Article
Burger bash: The Korner quietly serves up a crosstown rivalry

The Korner has been serving up classic burgers since the 1950s. Photo: Martyn Kyle The Korner has been serving up classic burgers since the 1950s. Photo: Martyn Kyle

Almost nothing upsets me more than a poorly constructed sandwich. I’m not kidding. This may show my crazy a bit more than is appropriate for general audiences, but I have literally coldcocked a sandwich for falling apart in my hands. Yep. Dropped it on the plate, and decked it.

If you’re anything like me (God help you), please heed this warning when you try the burger at the Korner: Do not put it down. As soon as you bite into it, it will release its inner greatness in liquid form all over the very small plate it’s served on. Do not subject that bun to suicide by its own avarice.

Not that holding onto the Korner burger until it’s gone is a bad thing. This is one delicious sandwich. With hand-formed patties pressed to crusty on a hot griddle topped with American cheese that melts in an instant, L&T, and the dressing of your choice, it’s a no-nonsense take on the most American of sammies.

If the Korner burger sounds familiar to fans of Riverside Lunch across town, it’s for good reason. The two restaurants buy their beef fresh every day from the same vendor, and Korner owner Phillip Templeton manned the grill at Riverside for several years before taking over his family’s greasy spoon in 1983.

Indeed, the Korner and Riverside burgers are really only different in one way. Where Riverside balls its meat and presses it into patties right on the griddle, the Korner patties the meat first before finishing the press on the flattop. Hard to say whether this results in much difference in the final product—I haven’t picked up on much of anything—but perhaps it’s one of the reasons Riverside manages to garner top-burger accolades while the Korner is typically forgotten.

Set problem A
Rewrite the burger review from "If you’re anything" to "American of sammies.", swapping "bun" for "roll".

Entries
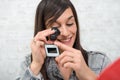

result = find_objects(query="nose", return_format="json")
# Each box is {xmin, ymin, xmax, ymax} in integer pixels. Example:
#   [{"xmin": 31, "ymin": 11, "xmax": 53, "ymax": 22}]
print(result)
[{"xmin": 60, "ymin": 26, "xmax": 69, "ymax": 36}]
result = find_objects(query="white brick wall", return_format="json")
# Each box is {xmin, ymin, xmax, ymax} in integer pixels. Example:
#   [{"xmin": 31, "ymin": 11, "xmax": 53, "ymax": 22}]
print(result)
[{"xmin": 0, "ymin": 0, "xmax": 120, "ymax": 80}]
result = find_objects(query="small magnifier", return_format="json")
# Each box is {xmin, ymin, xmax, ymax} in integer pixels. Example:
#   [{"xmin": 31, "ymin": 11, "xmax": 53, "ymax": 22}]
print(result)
[{"xmin": 45, "ymin": 27, "xmax": 60, "ymax": 57}]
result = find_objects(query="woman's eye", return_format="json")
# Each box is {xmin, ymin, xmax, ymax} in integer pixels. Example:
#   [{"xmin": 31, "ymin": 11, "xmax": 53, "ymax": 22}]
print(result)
[{"xmin": 67, "ymin": 23, "xmax": 73, "ymax": 26}]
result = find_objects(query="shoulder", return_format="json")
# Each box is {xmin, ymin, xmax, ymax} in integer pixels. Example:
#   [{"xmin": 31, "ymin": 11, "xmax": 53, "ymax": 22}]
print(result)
[{"xmin": 87, "ymin": 51, "xmax": 111, "ymax": 74}]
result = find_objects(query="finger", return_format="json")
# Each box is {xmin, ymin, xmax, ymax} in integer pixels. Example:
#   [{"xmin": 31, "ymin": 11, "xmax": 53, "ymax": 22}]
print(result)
[
  {"xmin": 55, "ymin": 51, "xmax": 74, "ymax": 63},
  {"xmin": 35, "ymin": 41, "xmax": 45, "ymax": 47},
  {"xmin": 54, "ymin": 41, "xmax": 75, "ymax": 52},
  {"xmin": 63, "ymin": 62, "xmax": 76, "ymax": 70},
  {"xmin": 35, "ymin": 29, "xmax": 55, "ymax": 43}
]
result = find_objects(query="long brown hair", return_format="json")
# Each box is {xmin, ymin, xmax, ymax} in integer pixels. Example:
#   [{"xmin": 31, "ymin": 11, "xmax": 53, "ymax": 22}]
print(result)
[{"xmin": 31, "ymin": 0, "xmax": 88, "ymax": 80}]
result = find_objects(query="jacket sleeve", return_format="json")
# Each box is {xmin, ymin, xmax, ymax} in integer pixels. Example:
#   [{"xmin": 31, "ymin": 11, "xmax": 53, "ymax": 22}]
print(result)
[{"xmin": 16, "ymin": 56, "xmax": 44, "ymax": 80}]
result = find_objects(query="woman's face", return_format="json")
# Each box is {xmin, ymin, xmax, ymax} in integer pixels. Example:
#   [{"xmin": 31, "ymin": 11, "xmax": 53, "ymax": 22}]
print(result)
[{"xmin": 47, "ymin": 8, "xmax": 77, "ymax": 47}]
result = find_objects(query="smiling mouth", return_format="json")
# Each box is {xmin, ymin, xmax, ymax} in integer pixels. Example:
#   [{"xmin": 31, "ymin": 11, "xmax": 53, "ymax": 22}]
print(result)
[{"xmin": 59, "ymin": 37, "xmax": 72, "ymax": 43}]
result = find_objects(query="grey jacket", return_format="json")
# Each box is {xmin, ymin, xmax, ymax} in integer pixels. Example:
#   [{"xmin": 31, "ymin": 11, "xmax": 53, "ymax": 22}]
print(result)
[{"xmin": 16, "ymin": 51, "xmax": 110, "ymax": 80}]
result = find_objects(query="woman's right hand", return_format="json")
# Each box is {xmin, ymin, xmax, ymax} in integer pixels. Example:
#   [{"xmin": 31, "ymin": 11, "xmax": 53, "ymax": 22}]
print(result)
[{"xmin": 30, "ymin": 29, "xmax": 55, "ymax": 75}]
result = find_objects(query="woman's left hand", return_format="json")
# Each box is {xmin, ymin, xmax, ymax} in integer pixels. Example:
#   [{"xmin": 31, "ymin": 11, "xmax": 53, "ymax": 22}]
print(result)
[{"xmin": 54, "ymin": 41, "xmax": 96, "ymax": 80}]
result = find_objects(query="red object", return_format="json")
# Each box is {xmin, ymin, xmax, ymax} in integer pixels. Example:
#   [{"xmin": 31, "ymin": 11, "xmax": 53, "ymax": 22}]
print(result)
[{"xmin": 97, "ymin": 58, "xmax": 120, "ymax": 80}]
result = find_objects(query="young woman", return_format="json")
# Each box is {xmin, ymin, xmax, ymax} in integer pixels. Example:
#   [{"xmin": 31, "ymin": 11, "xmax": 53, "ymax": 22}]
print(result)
[{"xmin": 18, "ymin": 0, "xmax": 109, "ymax": 80}]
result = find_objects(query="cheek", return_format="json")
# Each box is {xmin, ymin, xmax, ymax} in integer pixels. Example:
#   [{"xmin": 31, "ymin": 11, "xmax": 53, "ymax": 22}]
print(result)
[{"xmin": 70, "ymin": 25, "xmax": 77, "ymax": 35}]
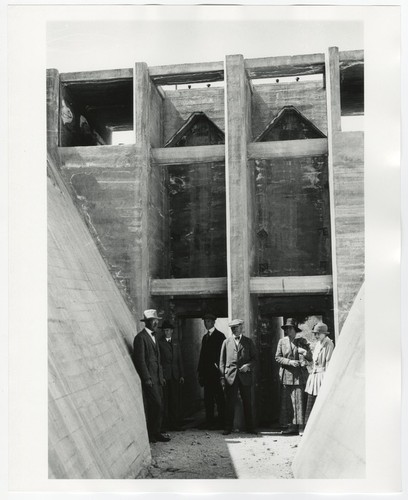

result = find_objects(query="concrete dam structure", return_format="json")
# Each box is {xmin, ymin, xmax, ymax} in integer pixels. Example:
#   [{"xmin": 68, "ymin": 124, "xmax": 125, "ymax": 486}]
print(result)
[{"xmin": 47, "ymin": 48, "xmax": 364, "ymax": 479}]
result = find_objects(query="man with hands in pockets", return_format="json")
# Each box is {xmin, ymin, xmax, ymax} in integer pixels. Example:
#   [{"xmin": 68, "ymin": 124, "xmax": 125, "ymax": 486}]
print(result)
[{"xmin": 220, "ymin": 319, "xmax": 256, "ymax": 435}]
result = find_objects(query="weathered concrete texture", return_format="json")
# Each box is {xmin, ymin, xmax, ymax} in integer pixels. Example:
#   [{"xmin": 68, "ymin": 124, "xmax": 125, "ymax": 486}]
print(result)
[
  {"xmin": 167, "ymin": 163, "xmax": 227, "ymax": 278},
  {"xmin": 253, "ymin": 155, "xmax": 331, "ymax": 276},
  {"xmin": 59, "ymin": 146, "xmax": 138, "ymax": 308},
  {"xmin": 292, "ymin": 285, "xmax": 365, "ymax": 479},
  {"xmin": 48, "ymin": 155, "xmax": 150, "ymax": 479},
  {"xmin": 333, "ymin": 132, "xmax": 364, "ymax": 332},
  {"xmin": 149, "ymin": 85, "xmax": 163, "ymax": 148},
  {"xmin": 252, "ymin": 82, "xmax": 327, "ymax": 142},
  {"xmin": 163, "ymin": 87, "xmax": 225, "ymax": 143}
]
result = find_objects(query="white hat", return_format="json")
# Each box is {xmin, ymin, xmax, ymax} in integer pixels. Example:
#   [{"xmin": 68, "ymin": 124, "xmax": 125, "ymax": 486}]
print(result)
[
  {"xmin": 140, "ymin": 309, "xmax": 162, "ymax": 321},
  {"xmin": 228, "ymin": 319, "xmax": 244, "ymax": 328}
]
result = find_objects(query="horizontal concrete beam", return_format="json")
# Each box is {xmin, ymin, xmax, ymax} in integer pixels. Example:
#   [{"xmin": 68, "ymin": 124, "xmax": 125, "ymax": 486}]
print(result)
[
  {"xmin": 150, "ymin": 278, "xmax": 227, "ymax": 295},
  {"xmin": 248, "ymin": 139, "xmax": 327, "ymax": 160},
  {"xmin": 339, "ymin": 50, "xmax": 364, "ymax": 63},
  {"xmin": 250, "ymin": 275, "xmax": 333, "ymax": 295},
  {"xmin": 60, "ymin": 68, "xmax": 133, "ymax": 83},
  {"xmin": 149, "ymin": 61, "xmax": 224, "ymax": 85},
  {"xmin": 245, "ymin": 54, "xmax": 324, "ymax": 78},
  {"xmin": 151, "ymin": 144, "xmax": 225, "ymax": 165},
  {"xmin": 58, "ymin": 144, "xmax": 136, "ymax": 169}
]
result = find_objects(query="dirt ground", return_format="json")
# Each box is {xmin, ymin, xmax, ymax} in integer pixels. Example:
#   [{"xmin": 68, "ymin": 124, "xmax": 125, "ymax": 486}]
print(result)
[{"xmin": 145, "ymin": 429, "xmax": 301, "ymax": 479}]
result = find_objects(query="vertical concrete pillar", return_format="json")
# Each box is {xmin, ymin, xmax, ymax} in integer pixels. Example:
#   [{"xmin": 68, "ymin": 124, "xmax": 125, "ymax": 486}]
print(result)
[
  {"xmin": 325, "ymin": 47, "xmax": 341, "ymax": 339},
  {"xmin": 134, "ymin": 62, "xmax": 150, "ymax": 327},
  {"xmin": 225, "ymin": 55, "xmax": 256, "ymax": 429},
  {"xmin": 225, "ymin": 55, "xmax": 253, "ymax": 330},
  {"xmin": 47, "ymin": 69, "xmax": 60, "ymax": 151}
]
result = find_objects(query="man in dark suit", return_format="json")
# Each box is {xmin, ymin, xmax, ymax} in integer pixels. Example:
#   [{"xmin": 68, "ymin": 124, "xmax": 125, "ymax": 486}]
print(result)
[
  {"xmin": 220, "ymin": 319, "xmax": 256, "ymax": 435},
  {"xmin": 133, "ymin": 309, "xmax": 170, "ymax": 443},
  {"xmin": 198, "ymin": 314, "xmax": 225, "ymax": 429},
  {"xmin": 159, "ymin": 320, "xmax": 184, "ymax": 431}
]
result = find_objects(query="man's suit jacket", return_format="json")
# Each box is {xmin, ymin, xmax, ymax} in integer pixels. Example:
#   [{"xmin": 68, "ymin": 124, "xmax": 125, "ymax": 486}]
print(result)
[
  {"xmin": 275, "ymin": 337, "xmax": 311, "ymax": 385},
  {"xmin": 198, "ymin": 329, "xmax": 225, "ymax": 384},
  {"xmin": 159, "ymin": 337, "xmax": 184, "ymax": 381},
  {"xmin": 133, "ymin": 329, "xmax": 164, "ymax": 385},
  {"xmin": 220, "ymin": 335, "xmax": 256, "ymax": 385}
]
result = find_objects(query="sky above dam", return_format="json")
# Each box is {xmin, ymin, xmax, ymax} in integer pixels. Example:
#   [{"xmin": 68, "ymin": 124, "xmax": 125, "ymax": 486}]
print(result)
[{"xmin": 46, "ymin": 5, "xmax": 364, "ymax": 72}]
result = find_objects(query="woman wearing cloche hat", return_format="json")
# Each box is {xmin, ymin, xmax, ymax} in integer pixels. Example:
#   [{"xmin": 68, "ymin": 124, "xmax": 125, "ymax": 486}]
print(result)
[
  {"xmin": 275, "ymin": 318, "xmax": 312, "ymax": 434},
  {"xmin": 305, "ymin": 323, "xmax": 334, "ymax": 425}
]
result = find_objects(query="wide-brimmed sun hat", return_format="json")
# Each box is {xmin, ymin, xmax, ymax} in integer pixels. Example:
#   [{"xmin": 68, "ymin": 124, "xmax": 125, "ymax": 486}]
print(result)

Set problem B
Please locate each line of the records that contains the string "white" and copy those lines out. Case counts.

Exercise result A
If you’re anything like me (God help you), please heed this warning when you try the burger at the Korner: Do not put it down. As soon as you bite into it, it will release its inner greatness in liquid form all over the very small plate it’s served on. Do not subject that roll to suicide by its own avarice.

Not that holding onto the Korner burger until it’s gone is a bad thing. This is one delicious sandwich. With hand-formed patties pressed to crusty on a hot griddle topped with American cheese that melts in an instant, L&T, and the dressing of your choice, it’s a no-nonsense take on the most American of sammies.

Exercise result B
result = find_objects(query="white brick wall", return_format="json")
result = find_objects(query="white hat", return_format="json")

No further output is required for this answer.